### DONNÉES D'ENTRÉE

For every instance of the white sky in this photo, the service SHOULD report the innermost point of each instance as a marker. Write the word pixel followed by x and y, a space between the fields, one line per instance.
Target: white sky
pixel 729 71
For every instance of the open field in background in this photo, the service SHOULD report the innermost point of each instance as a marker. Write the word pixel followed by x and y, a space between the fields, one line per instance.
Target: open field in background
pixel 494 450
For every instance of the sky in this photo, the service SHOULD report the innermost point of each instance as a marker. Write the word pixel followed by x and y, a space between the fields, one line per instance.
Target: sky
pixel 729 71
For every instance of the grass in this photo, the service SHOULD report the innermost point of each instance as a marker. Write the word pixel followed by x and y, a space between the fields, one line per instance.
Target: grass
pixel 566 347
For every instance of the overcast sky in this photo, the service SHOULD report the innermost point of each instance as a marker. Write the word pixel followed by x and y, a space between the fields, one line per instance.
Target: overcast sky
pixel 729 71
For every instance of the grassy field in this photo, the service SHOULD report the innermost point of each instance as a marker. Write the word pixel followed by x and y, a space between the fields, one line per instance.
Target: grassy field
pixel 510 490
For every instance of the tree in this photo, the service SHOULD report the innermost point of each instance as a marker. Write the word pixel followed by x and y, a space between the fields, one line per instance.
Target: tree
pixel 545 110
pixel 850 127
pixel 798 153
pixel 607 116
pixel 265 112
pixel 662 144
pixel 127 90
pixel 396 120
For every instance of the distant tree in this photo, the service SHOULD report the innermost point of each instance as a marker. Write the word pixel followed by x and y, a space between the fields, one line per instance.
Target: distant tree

######

Modifiez les lignes allant du début jusqu'à la ligne contenant « pixel 494 450 » incluse : réécrivez-les en remplaçant « white sky » par « pale sky », sans rien changer d'autre.

For every instance of the pale sky in this photo, the service SHOULD report the innermost point of each instance as a marker. Write the word pixel followed by x and y, a space between the fields, one line per instance.
Target: pale sky
pixel 729 71
For every instance of the open field in background in this photo, the service SHOULD report the innermost point of each instance as a marker. Write the word pixel followed by x and y, a space between the fields, one line per instance.
Target: open field in background
pixel 494 450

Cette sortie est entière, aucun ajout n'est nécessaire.